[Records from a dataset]
######
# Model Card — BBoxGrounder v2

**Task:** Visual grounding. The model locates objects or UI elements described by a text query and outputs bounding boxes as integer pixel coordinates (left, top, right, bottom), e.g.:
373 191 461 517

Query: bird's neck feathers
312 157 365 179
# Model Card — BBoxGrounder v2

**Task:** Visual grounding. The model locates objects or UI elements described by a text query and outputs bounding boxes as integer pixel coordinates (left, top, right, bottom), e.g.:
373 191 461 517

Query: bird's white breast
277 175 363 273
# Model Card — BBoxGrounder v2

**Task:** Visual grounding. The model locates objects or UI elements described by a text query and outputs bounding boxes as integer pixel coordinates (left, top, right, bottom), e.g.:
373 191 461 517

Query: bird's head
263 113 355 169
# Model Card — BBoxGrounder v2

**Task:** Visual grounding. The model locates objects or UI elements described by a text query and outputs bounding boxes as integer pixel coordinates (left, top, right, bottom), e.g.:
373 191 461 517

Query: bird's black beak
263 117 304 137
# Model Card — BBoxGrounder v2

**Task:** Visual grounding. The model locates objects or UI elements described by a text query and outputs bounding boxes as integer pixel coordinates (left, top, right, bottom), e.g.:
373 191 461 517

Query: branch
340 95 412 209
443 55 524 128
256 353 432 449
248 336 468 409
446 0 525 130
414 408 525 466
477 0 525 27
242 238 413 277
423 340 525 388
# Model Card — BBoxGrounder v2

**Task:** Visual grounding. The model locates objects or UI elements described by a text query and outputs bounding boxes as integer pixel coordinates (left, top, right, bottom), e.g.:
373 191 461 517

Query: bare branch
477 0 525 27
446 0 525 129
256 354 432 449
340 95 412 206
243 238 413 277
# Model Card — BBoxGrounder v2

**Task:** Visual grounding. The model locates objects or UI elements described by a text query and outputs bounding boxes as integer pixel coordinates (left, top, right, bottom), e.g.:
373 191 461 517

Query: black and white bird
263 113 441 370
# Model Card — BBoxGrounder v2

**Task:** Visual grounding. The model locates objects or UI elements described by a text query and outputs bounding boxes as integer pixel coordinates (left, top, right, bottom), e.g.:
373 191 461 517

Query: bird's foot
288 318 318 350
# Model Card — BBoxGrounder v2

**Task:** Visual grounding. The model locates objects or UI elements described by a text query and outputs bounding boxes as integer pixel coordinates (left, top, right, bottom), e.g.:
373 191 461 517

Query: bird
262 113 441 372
######
Put the stretch from the first line through the line that contains "312 157 365 179", both included, into a numbered list. Leave out the blank lines.

1. # Model Card — BBoxGrounder v2
2. **Task:** Visual grounding. The model locates objects or UI elements described by a text query and outputs bounding boxes as integer pixel coordinates (left, top, right, bottom), e.g.:
3. 373 191 461 517
4. Query: bird's neck feathers
5. 312 157 365 179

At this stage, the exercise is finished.